It is difficult to impossible to fully understand
your prose unless the reader already knows this stuff;
and you are responding to somebody who does not know.
The impediments to understanding are the ellipses.
Every ellipsis makes the reader stop and try to
extrapolate what you leave unsaid.

Nobody · May 18, 2011

Many users claim that malloc() and free() provided by the language
library results in considerable amount of overhead in terms of calling
the same. Can we really eliminate overhead by using used defined
functions/user defined memory manager. Is there any significant
advantage in providing user defined malloc() and free(). I want to
exclude realtime systems or embedded systems which are memory
constrained here.
I am talking about general purpose applications. With a user defined
memory manager can it handle memory allocation and de-allocation in a
much better way than what OS would have done. Any inputs/comments
on the same are highly appreciated.

First, malloc() isn't part of the OS; it's part of the standard C library.
The application typically obtains memory from the OS as entire pages, via
e.g. sbrk() or mmap().

The efficiency problems with malloc() don't lie with a specific
implementation but with the interface. The application doesn't tell
malloc() anything beyond the amount of memory required. A custom allocator
can offer the application either more or less control, either of which may
translate to improved performance. E.g.

1. An allocator for objects of a specific size may be much simpler (and
thus faster) than a general-purpose allocator. The downside is that once
the allocator has claimed memory for its heap, any memory returned to that
heap may only be usable for subsequent allocations from that heap;
fragmentation may make it impossible to return memory to the global heap
or to the OS.

2. An allocator which allows the caller to provide additional information
about the nature of the data may be able to allocate memory for "related"
blocks in the same page, reducing the probability of cache misses at the
cost of making allocation and deallocation slower.

3. If the application can predict the lifetime of the data in advance, the
allocator can avoid allocating long-lived blocks around a short-lived
block, reducing heap fragmentation. In the extreme case, the heap becomes
a stack, with no fragmentation at all.

4. If the application can tolerate the data being moved after allocation,
heap fragmentation can be eliminated.

BartC · May 18, 2011

Ben Pfaff said:
According to an academic study I read some time ago, there is
rarely any significant advantage to special-purpose memory
allocators. In a quick online search, I didn't find a reference
to this paper, but perhaps someone else here has a copy of it.

Dataset excerpt =
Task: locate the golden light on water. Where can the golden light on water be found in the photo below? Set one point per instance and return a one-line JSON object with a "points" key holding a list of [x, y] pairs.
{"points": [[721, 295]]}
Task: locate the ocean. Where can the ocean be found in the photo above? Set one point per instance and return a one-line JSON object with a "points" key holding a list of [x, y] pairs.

Problems and tasks =
[1] In the thread on custom memory allocators, how does an application typically obtain memory from the OS?
[2] Edit the thread on custom memory allocators from "I am talking" to "sbrk() or mmap().", replacing "entire pages" with "whole pages".
[3] Continue the thread on custom memory allocators from its last sentence.

Answers to the problems =
[1] As entire pages, via e.g. sbrk() or mmap().

[2]
I am talking about general purpose applications. With a user defined
memory manager can it handle memory allocation and de-allocation in a
much better way than what OS would have done. Any inputs/comments
on the same are highly appreciated.

First, malloc() isn't part of the OS; it's part of the standard C library.
The application typically obtains memory from the OS as whole pages, via
e.g. sbrk() or mmap().

[3]
I've just done a test where allocating and freeing large numbers of 4-byte
blocks took twenty times longer using malloc/free (and probably took 2-4
times as much space) than using a special allocator.

How significant this is depends on the application, but I don't think you
can just dismiss such an allocator.

Pushpa · May 18, 2011

BartC said:
I've just done a test where allocating and freeing large numbers of
4-byte blocks took twenty times longer using malloc/free (and probably
took 2-4 times as much space) than using a special allocator.

How significant this is depends on the application, but I don't think
you can just dismiss such an allocator.

Bartc: Are you sure of this? What I really wanted to ask: Is it
reasonable to plan for saving 50% of memory allocation time by rewriting
special functions for same ? If speedup can be 20X this is amazing.

Kind Regards
Pushpa

Ben Bacarisse · May 18, 2011

BartC said:
I've just done a test where allocating and freeing large numbers of
4-byte blocks took twenty times longer using malloc/free (and probably
took 2-4
times as much space) than using a special allocator.

That's interesting, but of limited value unless you can give more
details. Ideally, can you post the code? That way it can tried on
different systems with different C libraries.

At least say what the "special allocator" is. Relative speed up must be
relative to something known, not something mysterious.

How significant this is depends on the application, but I don't think
you can just dismiss such an allocator.

But no one else can consider it either since we don't know what it is.

Uncle Steve · May 18, 2011

That's interesting, but of limited value unless you can give more
details. Ideally, can you post the code? That way it can tried on
different systems with different C libraries.

At least say what the "special allocator" is. Relative speed up must be
relative to something known, not something mysterious.

But no one else can consider it either since we don't know what it is.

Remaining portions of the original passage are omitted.